- **Requirement**: Reproduce the full set of records that follow, exactly as shown.

- **Exercise data**:

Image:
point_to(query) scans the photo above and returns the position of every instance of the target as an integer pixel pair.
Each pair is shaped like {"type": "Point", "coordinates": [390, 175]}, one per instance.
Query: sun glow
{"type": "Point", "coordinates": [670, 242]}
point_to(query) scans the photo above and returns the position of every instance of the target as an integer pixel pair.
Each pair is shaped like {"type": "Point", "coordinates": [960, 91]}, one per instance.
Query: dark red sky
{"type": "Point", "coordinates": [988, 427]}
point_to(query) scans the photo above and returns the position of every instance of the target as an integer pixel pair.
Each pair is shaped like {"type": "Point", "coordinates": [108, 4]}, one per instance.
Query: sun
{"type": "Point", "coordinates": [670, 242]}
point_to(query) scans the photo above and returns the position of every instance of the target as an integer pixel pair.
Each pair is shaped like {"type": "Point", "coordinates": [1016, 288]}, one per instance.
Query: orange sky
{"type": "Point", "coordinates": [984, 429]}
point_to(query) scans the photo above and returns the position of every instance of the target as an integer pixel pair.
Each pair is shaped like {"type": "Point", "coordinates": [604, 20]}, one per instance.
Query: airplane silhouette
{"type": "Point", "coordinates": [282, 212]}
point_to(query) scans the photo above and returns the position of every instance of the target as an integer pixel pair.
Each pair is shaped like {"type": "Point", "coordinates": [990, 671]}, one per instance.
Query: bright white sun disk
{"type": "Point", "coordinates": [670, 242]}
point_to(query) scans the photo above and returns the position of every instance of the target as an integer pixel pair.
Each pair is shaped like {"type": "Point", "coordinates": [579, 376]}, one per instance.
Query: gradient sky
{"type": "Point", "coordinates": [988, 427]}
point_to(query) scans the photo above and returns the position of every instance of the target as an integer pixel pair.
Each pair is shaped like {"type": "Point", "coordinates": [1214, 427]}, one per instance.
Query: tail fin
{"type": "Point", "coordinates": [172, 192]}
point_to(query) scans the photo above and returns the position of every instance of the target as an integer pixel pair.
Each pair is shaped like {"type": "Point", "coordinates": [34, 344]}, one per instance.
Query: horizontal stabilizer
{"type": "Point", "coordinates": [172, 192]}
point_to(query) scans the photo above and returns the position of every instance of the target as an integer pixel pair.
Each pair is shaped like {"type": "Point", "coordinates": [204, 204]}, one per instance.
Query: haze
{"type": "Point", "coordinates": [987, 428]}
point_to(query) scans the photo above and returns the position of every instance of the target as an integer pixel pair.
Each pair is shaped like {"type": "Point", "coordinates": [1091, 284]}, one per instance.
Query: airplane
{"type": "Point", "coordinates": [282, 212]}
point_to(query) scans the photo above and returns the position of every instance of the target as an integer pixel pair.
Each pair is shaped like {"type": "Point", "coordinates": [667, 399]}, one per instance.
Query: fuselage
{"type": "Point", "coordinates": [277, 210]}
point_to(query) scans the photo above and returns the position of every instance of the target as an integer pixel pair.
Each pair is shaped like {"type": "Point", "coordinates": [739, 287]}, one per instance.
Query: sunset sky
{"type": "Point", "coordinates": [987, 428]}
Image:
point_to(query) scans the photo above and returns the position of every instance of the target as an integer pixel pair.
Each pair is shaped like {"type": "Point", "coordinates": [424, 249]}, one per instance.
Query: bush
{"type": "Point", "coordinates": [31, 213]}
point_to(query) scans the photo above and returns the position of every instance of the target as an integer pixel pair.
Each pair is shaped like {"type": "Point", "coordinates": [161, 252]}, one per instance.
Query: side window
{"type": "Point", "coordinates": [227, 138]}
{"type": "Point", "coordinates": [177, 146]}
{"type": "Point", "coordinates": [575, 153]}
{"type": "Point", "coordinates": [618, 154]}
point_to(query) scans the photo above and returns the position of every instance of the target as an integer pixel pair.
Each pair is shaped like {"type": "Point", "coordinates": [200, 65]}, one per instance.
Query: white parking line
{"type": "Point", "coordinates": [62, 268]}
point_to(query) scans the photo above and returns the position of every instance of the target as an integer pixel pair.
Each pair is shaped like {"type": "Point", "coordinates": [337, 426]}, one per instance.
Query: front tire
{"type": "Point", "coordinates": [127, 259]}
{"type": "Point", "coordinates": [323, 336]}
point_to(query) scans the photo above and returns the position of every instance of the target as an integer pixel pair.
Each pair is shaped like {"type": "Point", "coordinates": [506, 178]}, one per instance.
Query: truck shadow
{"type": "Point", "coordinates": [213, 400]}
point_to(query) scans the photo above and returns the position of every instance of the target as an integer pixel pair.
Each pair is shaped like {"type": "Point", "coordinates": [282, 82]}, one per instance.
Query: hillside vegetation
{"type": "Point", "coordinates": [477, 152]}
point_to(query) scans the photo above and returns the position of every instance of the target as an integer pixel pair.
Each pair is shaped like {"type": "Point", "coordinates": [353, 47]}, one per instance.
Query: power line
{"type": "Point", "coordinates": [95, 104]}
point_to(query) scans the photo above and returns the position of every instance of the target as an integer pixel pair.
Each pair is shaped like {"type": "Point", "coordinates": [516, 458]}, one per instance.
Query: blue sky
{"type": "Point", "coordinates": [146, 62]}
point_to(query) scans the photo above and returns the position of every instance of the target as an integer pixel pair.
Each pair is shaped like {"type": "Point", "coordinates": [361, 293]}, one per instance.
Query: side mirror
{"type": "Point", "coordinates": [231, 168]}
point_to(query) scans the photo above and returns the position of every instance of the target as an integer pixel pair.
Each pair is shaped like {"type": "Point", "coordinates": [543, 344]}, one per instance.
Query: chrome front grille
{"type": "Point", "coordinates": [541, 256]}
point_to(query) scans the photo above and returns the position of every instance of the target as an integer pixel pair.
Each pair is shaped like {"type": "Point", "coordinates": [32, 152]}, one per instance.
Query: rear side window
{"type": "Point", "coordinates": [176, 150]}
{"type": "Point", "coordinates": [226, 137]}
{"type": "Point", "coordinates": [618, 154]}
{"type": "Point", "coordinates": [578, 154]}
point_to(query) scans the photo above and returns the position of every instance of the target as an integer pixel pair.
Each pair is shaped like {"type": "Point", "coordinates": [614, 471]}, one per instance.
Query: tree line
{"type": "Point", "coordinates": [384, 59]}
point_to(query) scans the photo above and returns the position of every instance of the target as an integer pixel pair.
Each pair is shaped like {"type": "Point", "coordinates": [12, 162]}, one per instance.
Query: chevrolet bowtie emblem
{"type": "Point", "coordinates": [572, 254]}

- **Response to the exercise**:
Image:
point_to(query) scans the photo above and returns the position of every instance of the target as an integer pixel pair.
Each pair is shaped like {"type": "Point", "coordinates": [390, 175]}, one per instance.
Query: sun glow
{"type": "Point", "coordinates": [670, 242]}
point_to(query) scans the photo above and returns the position of every instance of the target as an integer pixel pair.
Each pair is shaped like {"type": "Point", "coordinates": [960, 91]}, one per instance.
Query: dark red sky
{"type": "Point", "coordinates": [988, 427]}
point_to(query) scans the photo above and returns the position of every instance of the target as an integer pixel pair.
Each pair is shaped like {"type": "Point", "coordinates": [108, 4]}, one per instance.
Query: sun
{"type": "Point", "coordinates": [670, 242]}
point_to(query) scans the photo above and returns the position of every instance of the target as an integer pixel pair.
Each pair is shaped like {"type": "Point", "coordinates": [1016, 288]}, one per instance.
Query: orange sky
{"type": "Point", "coordinates": [984, 429]}
point_to(query) scans the photo above and returns the position of every instance of the target as an integer pixel pair.
Each pair is shaped like {"type": "Point", "coordinates": [604, 20]}, one per instance.
Query: airplane silhouette
{"type": "Point", "coordinates": [282, 212]}
point_to(query) scans the photo above and returns the position of every instance of the target as an integer pixel pair.
Each pair is shaped like {"type": "Point", "coordinates": [990, 671]}, one per instance.
Query: bright white sun disk
{"type": "Point", "coordinates": [670, 242]}
point_to(query) scans the photo above and returns the position of every instance of the target as an integer pixel pair.
Each pair is shaped like {"type": "Point", "coordinates": [579, 376]}, one per instance.
Query: gradient sky
{"type": "Point", "coordinates": [988, 427]}
point_to(query) scans the photo above and returns the position of every instance of the target as an integer pixel pair.
Each pair is shaped like {"type": "Point", "coordinates": [1214, 427]}, one per instance.
Query: tail fin
{"type": "Point", "coordinates": [172, 192]}
point_to(query) scans the photo above and returns the position of every instance of the target as an integer pixel pair.
Each pair is shaped like {"type": "Point", "coordinates": [34, 344]}, one per instance.
Query: horizontal stabilizer
{"type": "Point", "coordinates": [172, 192]}
point_to(query) scans the photo above and returns the position of every instance of the target as an integer pixel pair.
Each pair is shaped like {"type": "Point", "coordinates": [204, 204]}, one per instance.
Query: haze
{"type": "Point", "coordinates": [987, 428]}
point_to(query) scans the photo above and returns the position of every instance of the target as an integer pixel pair.
Each pair is shaped like {"type": "Point", "coordinates": [1091, 284]}, one per instance.
Query: airplane
{"type": "Point", "coordinates": [282, 212]}
point_to(query) scans the photo above and returns the position of every instance of the target as an integer pixel pair.
Each pair is shaped like {"type": "Point", "coordinates": [667, 399]}, one per instance.
Query: fuselage
{"type": "Point", "coordinates": [277, 210]}
point_to(query) scans the photo above and returns the position of every instance of the target as an integer pixel pair.
Each pair is shaped like {"type": "Point", "coordinates": [739, 287]}, one per instance.
Query: sunset sky
{"type": "Point", "coordinates": [987, 428]}
Image:
point_to(query) scans the photo above and returns the position of every instance of the target as an integer pixel pair.
Each pair is shaped like {"type": "Point", "coordinates": [424, 249]}, one per instance.
Query: bush
{"type": "Point", "coordinates": [31, 213]}
point_to(query) scans the photo above and returns the position of every instance of the target as an integer pixel pair.
Each pair is shaped like {"type": "Point", "coordinates": [161, 252]}, one per instance.
Query: side window
{"type": "Point", "coordinates": [227, 138]}
{"type": "Point", "coordinates": [177, 146]}
{"type": "Point", "coordinates": [575, 153]}
{"type": "Point", "coordinates": [618, 154]}
point_to(query) scans the photo above and returns the position of every instance of the target as an integer pixel pair.
Each pair is shaped like {"type": "Point", "coordinates": [200, 65]}, one per instance.
Query: white parking line
{"type": "Point", "coordinates": [62, 268]}
point_to(query) scans the photo above and returns the position of every instance of the target as an integer pixel pair.
Each pair is shaped like {"type": "Point", "coordinates": [337, 426]}, one per instance.
Query: front tire
{"type": "Point", "coordinates": [127, 259]}
{"type": "Point", "coordinates": [323, 336]}
point_to(query) scans the photo above and returns the position of every instance of the target as an integer pixel pair.
Each pair is shaped like {"type": "Point", "coordinates": [506, 178]}, one per instance.
Query: truck shadow
{"type": "Point", "coordinates": [213, 400]}
point_to(query) scans the photo above and returns the position of every instance of the target as an integer pixel pair.
Each pair is shaped like {"type": "Point", "coordinates": [282, 82]}, one per instance.
Query: hillside vegetation
{"type": "Point", "coordinates": [477, 152]}
point_to(query) scans the photo above and returns the position of every instance of the target as an integer pixel pair.
Each pair is shaped like {"type": "Point", "coordinates": [353, 47]}, one per instance.
Query: power line
{"type": "Point", "coordinates": [95, 104]}
point_to(query) scans the photo above and returns the position of every instance of the target as an integer pixel pair.
Each pair is shaped like {"type": "Point", "coordinates": [516, 458]}, one per instance.
Query: blue sky
{"type": "Point", "coordinates": [146, 62]}
point_to(query) scans the photo above and returns the position of every instance of the target as an integer pixel pair.
Each pair is shaped like {"type": "Point", "coordinates": [361, 293]}, one per instance.
Query: side mirror
{"type": "Point", "coordinates": [231, 168]}
point_to(query) scans the photo above and returns the position of every instance of the target as an integer pixel pair.
Each pair is shaped like {"type": "Point", "coordinates": [543, 344]}, one per instance.
Query: chrome front grille
{"type": "Point", "coordinates": [541, 256]}
point_to(query) scans the photo above and returns the position of every instance of the target as an integer pixel pair.
Each pair is shaped like {"type": "Point", "coordinates": [32, 152]}, one per instance.
Query: rear side window
{"type": "Point", "coordinates": [176, 150]}
{"type": "Point", "coordinates": [226, 137]}
{"type": "Point", "coordinates": [618, 154]}
{"type": "Point", "coordinates": [578, 154]}
point_to(query) scans the photo above and returns the position of every instance of the target as an integer pixel pair.
Each pair is shaped like {"type": "Point", "coordinates": [614, 471]}, one per instance.
Query: tree line
{"type": "Point", "coordinates": [384, 59]}
point_to(query) scans the photo above and returns the position of every instance of the target as an integer pixel pair.
Each pair is shaped like {"type": "Point", "coordinates": [12, 162]}, one per instance.
Query: chevrolet bowtie emblem
{"type": "Point", "coordinates": [572, 254]}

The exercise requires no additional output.